## Aim:
Please copy the entries below word for word, from the line containing "else: point(758, 368)." through the line containing "point(885, 283)". Leave the pictures out of your copy.
— START Records provided —
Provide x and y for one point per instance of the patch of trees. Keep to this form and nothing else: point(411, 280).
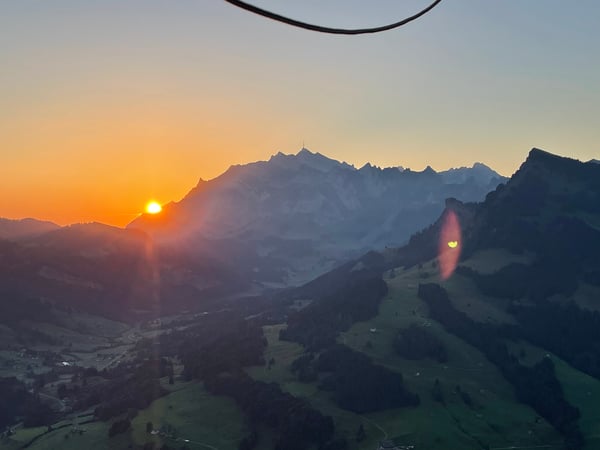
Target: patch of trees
point(565, 329)
point(536, 386)
point(219, 363)
point(317, 326)
point(360, 386)
point(298, 425)
point(536, 281)
point(118, 427)
point(305, 368)
point(128, 390)
point(416, 342)
point(238, 348)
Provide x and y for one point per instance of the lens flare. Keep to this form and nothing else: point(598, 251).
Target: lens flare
point(153, 208)
point(450, 245)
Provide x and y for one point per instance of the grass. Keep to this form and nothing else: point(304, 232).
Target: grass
point(497, 418)
point(491, 260)
point(203, 419)
point(581, 390)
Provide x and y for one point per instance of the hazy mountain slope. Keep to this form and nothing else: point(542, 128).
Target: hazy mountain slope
point(294, 216)
point(524, 299)
point(15, 229)
point(109, 271)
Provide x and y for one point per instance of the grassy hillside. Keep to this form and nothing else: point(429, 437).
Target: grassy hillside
point(495, 416)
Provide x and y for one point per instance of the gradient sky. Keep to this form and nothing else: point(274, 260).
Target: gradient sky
point(105, 104)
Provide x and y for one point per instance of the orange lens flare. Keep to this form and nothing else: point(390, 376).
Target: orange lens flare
point(450, 245)
point(153, 208)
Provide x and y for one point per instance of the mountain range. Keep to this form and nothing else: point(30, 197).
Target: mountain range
point(295, 216)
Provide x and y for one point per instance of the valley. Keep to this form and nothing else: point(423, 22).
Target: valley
point(381, 349)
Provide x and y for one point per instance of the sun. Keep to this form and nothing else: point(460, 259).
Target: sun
point(153, 207)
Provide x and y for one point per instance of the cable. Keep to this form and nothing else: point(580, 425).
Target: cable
point(320, 29)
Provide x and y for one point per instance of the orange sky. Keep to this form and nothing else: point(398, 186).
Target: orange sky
point(107, 104)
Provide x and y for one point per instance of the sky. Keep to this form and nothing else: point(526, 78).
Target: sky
point(106, 104)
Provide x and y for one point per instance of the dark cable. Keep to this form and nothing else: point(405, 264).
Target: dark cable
point(308, 26)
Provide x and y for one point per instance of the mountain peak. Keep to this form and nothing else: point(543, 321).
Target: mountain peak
point(306, 152)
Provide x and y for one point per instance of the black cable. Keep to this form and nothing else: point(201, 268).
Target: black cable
point(308, 26)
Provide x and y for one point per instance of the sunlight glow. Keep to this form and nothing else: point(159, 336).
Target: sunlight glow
point(450, 244)
point(153, 208)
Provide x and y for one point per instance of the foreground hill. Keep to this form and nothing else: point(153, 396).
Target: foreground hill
point(295, 216)
point(502, 353)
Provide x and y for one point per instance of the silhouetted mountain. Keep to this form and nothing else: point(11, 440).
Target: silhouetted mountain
point(543, 227)
point(295, 216)
point(108, 271)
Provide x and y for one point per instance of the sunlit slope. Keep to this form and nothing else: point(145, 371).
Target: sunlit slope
point(495, 416)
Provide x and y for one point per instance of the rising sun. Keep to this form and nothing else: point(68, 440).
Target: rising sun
point(153, 208)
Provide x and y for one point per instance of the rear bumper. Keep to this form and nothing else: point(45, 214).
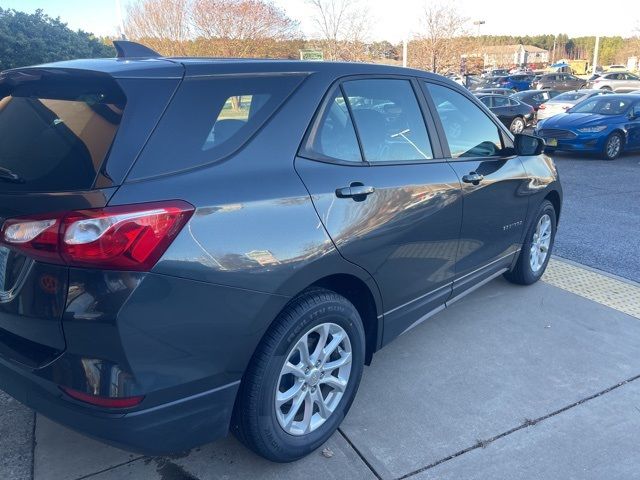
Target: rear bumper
point(164, 429)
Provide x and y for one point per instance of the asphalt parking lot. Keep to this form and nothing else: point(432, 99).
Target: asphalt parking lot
point(512, 382)
point(601, 213)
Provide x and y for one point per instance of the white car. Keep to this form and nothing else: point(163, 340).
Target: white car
point(565, 101)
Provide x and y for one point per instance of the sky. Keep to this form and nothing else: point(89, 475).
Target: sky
point(393, 19)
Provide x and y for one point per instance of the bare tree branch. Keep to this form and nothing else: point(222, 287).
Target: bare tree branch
point(440, 42)
point(342, 27)
point(242, 26)
point(163, 24)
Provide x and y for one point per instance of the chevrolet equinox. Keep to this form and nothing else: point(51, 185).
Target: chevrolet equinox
point(195, 246)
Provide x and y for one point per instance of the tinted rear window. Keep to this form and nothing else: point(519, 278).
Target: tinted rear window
point(210, 118)
point(56, 133)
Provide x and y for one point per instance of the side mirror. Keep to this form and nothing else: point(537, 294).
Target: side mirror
point(528, 145)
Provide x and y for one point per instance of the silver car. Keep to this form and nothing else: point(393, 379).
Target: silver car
point(619, 82)
point(565, 101)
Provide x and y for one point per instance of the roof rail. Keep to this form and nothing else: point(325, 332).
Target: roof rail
point(127, 49)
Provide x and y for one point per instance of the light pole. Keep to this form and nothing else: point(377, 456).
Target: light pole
point(120, 20)
point(595, 54)
point(405, 47)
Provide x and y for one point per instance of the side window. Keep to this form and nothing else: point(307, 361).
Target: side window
point(469, 131)
point(388, 120)
point(333, 136)
point(210, 118)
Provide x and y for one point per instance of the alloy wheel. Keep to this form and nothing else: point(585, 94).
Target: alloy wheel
point(313, 379)
point(540, 243)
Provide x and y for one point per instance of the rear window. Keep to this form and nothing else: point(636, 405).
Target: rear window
point(55, 133)
point(210, 118)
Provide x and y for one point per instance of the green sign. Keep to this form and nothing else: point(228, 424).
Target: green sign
point(315, 55)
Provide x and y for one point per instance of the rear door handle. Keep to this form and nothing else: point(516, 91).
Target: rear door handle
point(356, 190)
point(473, 177)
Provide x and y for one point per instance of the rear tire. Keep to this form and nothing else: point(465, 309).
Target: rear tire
point(613, 146)
point(262, 419)
point(539, 240)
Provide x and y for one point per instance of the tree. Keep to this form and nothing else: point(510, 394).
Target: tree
point(441, 41)
point(243, 27)
point(161, 24)
point(28, 39)
point(342, 26)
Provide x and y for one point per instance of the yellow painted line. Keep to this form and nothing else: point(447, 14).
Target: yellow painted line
point(616, 294)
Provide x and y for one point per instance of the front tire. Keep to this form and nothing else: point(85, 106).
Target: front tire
point(536, 251)
point(302, 378)
point(613, 146)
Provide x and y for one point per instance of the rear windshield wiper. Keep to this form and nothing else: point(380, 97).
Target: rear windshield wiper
point(8, 176)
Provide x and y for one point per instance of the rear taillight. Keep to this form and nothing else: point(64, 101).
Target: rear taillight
point(129, 237)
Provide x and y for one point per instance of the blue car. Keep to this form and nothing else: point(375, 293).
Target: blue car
point(515, 82)
point(606, 125)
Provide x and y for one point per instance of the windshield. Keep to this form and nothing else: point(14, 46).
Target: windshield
point(602, 106)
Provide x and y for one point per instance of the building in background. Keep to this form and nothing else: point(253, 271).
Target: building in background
point(514, 55)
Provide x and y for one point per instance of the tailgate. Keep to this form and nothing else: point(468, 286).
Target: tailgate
point(59, 130)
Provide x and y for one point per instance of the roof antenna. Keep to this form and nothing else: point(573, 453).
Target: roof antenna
point(127, 49)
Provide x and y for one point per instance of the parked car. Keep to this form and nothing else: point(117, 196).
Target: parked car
point(619, 82)
point(535, 98)
point(164, 276)
point(561, 82)
point(515, 82)
point(604, 124)
point(565, 101)
point(496, 72)
point(497, 91)
point(512, 113)
point(486, 82)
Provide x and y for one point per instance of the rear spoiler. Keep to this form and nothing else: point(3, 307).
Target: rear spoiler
point(127, 49)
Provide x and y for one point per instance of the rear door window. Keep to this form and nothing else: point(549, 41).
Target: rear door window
point(468, 130)
point(212, 117)
point(55, 135)
point(333, 137)
point(388, 120)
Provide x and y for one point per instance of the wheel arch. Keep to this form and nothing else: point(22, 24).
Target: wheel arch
point(554, 197)
point(360, 295)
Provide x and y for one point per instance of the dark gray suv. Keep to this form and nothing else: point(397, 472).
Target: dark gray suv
point(190, 246)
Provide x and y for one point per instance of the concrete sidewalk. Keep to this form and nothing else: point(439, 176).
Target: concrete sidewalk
point(511, 382)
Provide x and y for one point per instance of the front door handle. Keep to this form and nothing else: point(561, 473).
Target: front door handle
point(473, 177)
point(356, 190)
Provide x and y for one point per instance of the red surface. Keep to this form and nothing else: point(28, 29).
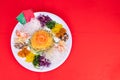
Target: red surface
point(95, 27)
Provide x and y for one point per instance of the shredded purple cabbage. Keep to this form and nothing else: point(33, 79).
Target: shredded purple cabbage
point(44, 19)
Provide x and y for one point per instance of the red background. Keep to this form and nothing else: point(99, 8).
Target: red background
point(95, 27)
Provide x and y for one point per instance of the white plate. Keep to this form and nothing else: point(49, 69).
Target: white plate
point(29, 66)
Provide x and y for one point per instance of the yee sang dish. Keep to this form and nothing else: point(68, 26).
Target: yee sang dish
point(40, 40)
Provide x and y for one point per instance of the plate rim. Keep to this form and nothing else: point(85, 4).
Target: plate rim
point(35, 13)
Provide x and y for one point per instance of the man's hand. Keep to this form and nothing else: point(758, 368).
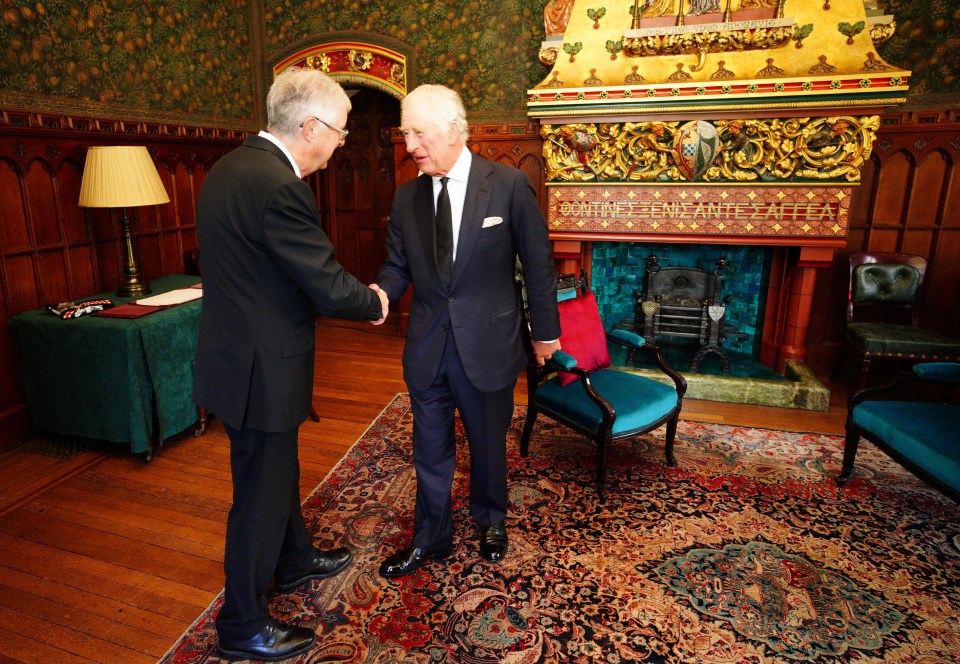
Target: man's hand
point(384, 304)
point(545, 350)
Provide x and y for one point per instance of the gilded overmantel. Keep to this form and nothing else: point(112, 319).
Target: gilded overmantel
point(729, 120)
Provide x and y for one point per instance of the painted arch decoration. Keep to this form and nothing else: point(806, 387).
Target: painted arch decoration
point(354, 62)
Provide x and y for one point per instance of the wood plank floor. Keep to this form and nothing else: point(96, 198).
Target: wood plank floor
point(108, 558)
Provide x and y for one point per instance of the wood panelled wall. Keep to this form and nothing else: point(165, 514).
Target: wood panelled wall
point(909, 202)
point(53, 251)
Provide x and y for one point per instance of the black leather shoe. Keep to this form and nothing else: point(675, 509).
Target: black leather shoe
point(409, 560)
point(324, 565)
point(273, 643)
point(493, 542)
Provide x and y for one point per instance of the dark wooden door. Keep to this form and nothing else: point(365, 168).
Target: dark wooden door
point(356, 188)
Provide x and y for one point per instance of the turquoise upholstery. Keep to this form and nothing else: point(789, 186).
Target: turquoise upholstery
point(603, 404)
point(637, 403)
point(882, 319)
point(938, 372)
point(923, 436)
point(890, 340)
point(885, 283)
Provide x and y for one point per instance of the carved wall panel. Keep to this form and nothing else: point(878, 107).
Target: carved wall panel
point(51, 250)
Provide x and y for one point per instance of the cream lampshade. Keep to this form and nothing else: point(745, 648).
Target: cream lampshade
point(123, 176)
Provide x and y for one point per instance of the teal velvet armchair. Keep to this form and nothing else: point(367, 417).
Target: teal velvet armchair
point(882, 319)
point(578, 389)
point(922, 435)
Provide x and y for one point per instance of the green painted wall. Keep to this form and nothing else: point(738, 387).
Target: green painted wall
point(192, 60)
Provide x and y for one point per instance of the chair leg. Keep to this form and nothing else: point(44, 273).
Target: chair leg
point(670, 438)
point(527, 431)
point(850, 445)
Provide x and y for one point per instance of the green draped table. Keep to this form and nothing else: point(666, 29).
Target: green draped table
point(125, 380)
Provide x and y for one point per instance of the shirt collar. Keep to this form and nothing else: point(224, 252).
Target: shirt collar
point(461, 169)
point(276, 141)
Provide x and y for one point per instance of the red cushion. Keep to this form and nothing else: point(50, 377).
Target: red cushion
point(582, 335)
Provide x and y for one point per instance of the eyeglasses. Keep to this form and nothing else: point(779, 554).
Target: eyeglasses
point(343, 132)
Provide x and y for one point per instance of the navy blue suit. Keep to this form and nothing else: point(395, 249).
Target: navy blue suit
point(465, 346)
point(267, 269)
— END Records provided —
## Solution to this problem:
Provide x and y for one point per instance of the man's hand. Keep to this form and nothing else: point(758, 368).
Target: man's hand
point(384, 304)
point(545, 350)
Provide x and y for one point per instance of the gilded overmantel. Keep to this form and nothing else: point(112, 319).
Target: gilded overmantel
point(729, 120)
Provide x and y for one point per instance of the painted arch decoration. Keep to this form and nothing else: point(806, 387).
Target: painted arch decoration
point(354, 62)
Provide x and y for one point per instance of the wood plank floor. Keep to this form and nothing else: point(96, 198).
Target: wood plank floor
point(108, 558)
Provide x and y for one point per instance of the wood panelled wall. Keep to this form and nothing else: point(165, 514).
Target: wood panelled wall
point(909, 202)
point(53, 251)
Provide x and y for one point per instance of the black leather shoe. Keep to this form and nothing else: point(675, 509).
Target: black leather shoe
point(409, 560)
point(324, 565)
point(273, 643)
point(493, 542)
Provide x and y for one point per instance of the dark wooden door. Keep to this form and nothing else: point(365, 168).
Target: dark wooden door
point(356, 188)
Provide x and y for one point per instance of the turquoise upholstery. Keep to this form and nothing else: point(789, 186).
Target: turquoise upholstery
point(603, 404)
point(637, 403)
point(882, 319)
point(938, 372)
point(923, 436)
point(890, 340)
point(885, 283)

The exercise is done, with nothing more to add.